■ Problem details
Using the records below, repeat exactly the lines from the one holding "Query: blue bowl rim" through the one holding "[(270, 309), (281, 247), (116, 74)]", both ends included, and no others.

■ Records for processing
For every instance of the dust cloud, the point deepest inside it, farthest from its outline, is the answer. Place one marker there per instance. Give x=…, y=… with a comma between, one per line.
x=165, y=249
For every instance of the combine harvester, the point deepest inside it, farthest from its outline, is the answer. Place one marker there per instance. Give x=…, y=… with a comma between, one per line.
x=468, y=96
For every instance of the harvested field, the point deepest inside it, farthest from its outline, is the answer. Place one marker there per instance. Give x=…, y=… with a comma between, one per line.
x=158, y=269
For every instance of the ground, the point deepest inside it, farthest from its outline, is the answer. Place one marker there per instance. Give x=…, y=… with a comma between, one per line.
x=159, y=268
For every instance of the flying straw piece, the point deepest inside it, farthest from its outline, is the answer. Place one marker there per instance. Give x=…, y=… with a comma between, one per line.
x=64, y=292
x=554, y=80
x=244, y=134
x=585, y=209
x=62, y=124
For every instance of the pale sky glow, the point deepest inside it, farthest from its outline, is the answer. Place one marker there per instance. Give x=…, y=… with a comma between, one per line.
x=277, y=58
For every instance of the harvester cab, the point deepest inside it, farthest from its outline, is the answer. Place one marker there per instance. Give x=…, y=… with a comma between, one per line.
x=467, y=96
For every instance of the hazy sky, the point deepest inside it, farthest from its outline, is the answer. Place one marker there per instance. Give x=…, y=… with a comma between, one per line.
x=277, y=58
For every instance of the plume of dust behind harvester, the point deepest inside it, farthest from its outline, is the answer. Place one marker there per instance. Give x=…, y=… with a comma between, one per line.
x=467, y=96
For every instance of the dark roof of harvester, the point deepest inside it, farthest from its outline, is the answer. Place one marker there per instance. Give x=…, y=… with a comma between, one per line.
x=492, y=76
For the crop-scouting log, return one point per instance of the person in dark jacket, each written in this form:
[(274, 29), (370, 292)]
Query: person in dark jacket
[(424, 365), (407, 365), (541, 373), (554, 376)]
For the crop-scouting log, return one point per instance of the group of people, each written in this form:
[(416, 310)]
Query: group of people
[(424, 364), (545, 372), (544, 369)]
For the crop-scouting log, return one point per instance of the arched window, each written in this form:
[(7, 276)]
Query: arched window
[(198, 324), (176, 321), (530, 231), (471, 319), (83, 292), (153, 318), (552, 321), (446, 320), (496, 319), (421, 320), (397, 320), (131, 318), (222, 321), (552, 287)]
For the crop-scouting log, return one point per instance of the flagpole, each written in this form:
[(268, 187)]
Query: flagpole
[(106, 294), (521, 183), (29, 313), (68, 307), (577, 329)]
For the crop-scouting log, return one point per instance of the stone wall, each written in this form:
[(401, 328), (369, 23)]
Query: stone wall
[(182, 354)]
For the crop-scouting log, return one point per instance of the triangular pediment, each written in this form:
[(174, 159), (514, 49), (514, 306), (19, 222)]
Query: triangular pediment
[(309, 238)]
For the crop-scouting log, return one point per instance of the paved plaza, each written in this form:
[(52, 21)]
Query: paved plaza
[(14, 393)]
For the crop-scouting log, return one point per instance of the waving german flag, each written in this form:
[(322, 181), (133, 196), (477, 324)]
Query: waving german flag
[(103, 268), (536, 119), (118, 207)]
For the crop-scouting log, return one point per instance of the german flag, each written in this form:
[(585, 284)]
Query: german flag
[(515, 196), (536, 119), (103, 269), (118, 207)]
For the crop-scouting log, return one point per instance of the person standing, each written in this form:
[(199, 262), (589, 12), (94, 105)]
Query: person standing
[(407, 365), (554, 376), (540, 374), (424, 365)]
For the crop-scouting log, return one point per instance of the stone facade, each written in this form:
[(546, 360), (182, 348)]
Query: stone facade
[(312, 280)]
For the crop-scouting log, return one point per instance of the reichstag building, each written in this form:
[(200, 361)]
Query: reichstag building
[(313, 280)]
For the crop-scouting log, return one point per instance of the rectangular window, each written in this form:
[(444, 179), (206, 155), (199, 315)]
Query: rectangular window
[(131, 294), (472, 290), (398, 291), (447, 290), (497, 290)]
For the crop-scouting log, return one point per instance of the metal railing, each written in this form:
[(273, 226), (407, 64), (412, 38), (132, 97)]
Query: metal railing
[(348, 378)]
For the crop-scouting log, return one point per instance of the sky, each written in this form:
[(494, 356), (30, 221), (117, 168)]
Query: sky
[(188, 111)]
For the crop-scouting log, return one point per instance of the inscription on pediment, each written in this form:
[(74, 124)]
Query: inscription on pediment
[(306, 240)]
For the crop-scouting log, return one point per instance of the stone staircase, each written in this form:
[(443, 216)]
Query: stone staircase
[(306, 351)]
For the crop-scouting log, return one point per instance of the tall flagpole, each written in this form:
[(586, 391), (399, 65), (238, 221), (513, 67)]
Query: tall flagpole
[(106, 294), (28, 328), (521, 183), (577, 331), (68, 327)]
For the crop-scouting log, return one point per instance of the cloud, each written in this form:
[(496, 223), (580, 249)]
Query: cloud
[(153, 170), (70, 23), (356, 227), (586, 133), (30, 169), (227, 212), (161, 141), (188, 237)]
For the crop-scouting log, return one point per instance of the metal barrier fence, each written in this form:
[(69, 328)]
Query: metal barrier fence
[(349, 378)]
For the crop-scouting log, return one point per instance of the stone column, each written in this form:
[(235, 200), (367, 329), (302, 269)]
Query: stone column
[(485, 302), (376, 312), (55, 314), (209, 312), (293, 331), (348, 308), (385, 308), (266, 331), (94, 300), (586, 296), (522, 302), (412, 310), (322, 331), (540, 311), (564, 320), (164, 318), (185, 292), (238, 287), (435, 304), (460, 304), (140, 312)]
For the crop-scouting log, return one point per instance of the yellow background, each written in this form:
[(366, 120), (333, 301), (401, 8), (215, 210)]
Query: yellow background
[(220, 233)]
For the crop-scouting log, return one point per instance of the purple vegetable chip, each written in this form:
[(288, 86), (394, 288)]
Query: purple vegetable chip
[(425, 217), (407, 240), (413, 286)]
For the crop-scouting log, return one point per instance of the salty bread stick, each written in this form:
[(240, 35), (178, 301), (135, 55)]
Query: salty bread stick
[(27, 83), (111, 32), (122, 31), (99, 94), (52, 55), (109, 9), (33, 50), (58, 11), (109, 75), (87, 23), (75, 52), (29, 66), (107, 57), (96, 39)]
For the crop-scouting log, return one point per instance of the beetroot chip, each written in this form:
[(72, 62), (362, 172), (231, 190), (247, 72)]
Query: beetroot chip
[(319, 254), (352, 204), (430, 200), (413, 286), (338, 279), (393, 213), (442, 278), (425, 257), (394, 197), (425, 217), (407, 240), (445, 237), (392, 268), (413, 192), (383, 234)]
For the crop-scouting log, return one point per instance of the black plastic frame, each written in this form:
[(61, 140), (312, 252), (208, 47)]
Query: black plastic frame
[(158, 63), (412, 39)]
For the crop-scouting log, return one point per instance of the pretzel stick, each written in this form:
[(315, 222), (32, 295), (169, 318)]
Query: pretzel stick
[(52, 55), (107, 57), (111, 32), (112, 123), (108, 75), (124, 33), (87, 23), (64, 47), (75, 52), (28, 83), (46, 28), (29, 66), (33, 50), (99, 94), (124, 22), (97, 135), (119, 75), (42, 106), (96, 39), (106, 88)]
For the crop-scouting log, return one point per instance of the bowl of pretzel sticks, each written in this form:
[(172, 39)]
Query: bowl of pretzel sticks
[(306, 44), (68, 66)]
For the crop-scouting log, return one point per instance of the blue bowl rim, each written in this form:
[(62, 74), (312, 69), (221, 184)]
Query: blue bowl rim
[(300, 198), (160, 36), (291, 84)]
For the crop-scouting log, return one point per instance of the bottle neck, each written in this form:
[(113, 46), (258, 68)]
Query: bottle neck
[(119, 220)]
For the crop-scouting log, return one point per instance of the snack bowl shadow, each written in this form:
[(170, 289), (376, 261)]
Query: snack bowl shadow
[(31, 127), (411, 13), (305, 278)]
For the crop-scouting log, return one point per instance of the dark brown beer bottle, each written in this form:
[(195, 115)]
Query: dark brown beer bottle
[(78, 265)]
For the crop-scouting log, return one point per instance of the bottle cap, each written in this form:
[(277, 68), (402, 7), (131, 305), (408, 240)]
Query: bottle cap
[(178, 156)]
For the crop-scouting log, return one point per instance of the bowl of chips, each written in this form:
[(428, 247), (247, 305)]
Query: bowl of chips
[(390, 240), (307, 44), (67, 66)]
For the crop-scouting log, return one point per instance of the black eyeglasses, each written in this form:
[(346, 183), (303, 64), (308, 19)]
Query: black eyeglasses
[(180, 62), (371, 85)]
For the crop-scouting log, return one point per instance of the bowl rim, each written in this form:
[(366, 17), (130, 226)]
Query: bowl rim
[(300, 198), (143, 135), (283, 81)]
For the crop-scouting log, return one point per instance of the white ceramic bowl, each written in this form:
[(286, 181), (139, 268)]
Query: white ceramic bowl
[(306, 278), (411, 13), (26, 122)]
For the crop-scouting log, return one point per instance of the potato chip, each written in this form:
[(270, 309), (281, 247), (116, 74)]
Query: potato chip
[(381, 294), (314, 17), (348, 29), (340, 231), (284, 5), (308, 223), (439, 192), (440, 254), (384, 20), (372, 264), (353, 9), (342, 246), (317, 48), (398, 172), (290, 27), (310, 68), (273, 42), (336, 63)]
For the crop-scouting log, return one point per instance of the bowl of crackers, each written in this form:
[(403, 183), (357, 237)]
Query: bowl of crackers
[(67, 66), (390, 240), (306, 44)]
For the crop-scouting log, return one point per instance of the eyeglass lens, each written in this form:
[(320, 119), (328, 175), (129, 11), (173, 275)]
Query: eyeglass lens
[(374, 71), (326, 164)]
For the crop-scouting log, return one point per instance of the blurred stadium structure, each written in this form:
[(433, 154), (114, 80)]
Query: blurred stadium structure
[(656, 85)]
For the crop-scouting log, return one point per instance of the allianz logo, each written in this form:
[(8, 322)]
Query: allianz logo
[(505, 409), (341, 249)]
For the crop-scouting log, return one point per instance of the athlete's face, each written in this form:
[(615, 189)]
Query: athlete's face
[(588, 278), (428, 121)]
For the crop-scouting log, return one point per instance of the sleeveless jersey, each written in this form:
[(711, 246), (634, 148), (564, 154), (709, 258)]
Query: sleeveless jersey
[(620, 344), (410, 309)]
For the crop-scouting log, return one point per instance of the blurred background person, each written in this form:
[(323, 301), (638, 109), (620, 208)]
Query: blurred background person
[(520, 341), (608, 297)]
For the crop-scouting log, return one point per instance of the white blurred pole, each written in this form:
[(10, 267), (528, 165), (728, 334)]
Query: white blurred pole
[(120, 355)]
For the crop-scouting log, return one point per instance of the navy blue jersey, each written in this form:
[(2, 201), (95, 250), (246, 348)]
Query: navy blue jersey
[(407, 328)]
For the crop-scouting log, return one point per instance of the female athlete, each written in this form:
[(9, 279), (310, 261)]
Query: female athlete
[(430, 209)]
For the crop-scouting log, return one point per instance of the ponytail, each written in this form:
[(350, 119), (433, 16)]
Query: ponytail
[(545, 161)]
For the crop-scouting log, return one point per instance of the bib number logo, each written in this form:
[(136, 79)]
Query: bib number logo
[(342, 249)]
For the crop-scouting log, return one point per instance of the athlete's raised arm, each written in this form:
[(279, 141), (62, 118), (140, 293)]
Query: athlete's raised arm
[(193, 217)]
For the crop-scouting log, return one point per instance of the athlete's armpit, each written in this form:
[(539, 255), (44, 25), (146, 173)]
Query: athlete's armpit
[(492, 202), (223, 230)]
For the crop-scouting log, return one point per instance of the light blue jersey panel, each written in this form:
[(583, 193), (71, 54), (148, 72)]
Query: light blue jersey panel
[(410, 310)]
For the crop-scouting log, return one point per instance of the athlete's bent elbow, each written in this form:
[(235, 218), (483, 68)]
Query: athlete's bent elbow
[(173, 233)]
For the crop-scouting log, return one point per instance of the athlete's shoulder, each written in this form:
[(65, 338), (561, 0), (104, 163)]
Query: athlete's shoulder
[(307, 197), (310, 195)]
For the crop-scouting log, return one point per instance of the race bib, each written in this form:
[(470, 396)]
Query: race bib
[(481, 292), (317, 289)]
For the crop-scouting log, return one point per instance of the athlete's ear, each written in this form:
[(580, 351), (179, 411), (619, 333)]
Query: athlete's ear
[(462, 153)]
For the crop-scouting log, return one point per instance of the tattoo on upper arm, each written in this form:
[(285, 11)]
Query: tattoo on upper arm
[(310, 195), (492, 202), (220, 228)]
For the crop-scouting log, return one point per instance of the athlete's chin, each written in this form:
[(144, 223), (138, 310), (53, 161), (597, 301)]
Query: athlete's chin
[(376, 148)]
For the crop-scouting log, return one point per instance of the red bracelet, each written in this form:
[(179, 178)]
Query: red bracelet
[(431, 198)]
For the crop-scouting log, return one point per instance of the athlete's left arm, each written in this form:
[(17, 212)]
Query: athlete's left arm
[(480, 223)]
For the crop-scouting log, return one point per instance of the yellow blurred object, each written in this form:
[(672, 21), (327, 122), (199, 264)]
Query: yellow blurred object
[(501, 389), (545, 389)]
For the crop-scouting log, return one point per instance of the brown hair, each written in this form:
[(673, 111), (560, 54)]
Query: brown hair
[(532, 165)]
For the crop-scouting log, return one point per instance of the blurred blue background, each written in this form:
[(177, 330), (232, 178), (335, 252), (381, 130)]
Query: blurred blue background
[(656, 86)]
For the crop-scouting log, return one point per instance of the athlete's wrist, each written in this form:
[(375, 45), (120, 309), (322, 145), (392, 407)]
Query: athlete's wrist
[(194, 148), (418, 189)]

■ Answer area
Query: blue bowl rim
[(300, 198), (160, 36), (291, 84)]
For the crop-scouting log, return one point per instance of the bottle neck, each written in this form:
[(113, 46), (258, 68)]
Query: bottle neck
[(119, 220)]
For the crop-scouting log, return one point per instance of the snack bowl shadow, each written in this form:
[(170, 289), (376, 261)]
Query: snack bowl shadow
[(31, 127), (411, 13), (305, 278)]
For the crop-scouting log, return one point per instance of the dark brown beer bottle, each written in this form:
[(195, 115)]
Query: dark brown beer bottle
[(78, 265)]
For the crop-scouting log, return one point per instance of the bottle cap, each written in this form:
[(277, 68), (402, 7), (131, 305), (408, 240)]
Query: bottle cap
[(178, 156)]
For the crop-scouting log, return one point per instance of the bowl of chips, each written in this form:
[(428, 247), (247, 305)]
Query: bowl of chips
[(390, 240), (307, 44), (67, 66)]
For the crop-scouting log, return one point per instance of the black eyeglasses, each written in this form:
[(346, 183), (303, 64), (308, 19)]
Query: black eyeglasses
[(180, 62), (371, 85)]
For the crop-scouting log, return one point per instance of the bowl rim, each written in this form:
[(366, 17), (130, 226)]
Query: bowl rim
[(300, 198), (143, 135), (283, 81)]
For the crop-scouting log, return one point per instance of the white ceramic bowl, each written in this form:
[(286, 181), (139, 268)]
Query: white ceramic bowl
[(306, 278), (411, 13), (26, 122)]
For the crop-scouting log, return one point per instance of the potato chip, each written in this form:
[(270, 309), (281, 247), (116, 74)]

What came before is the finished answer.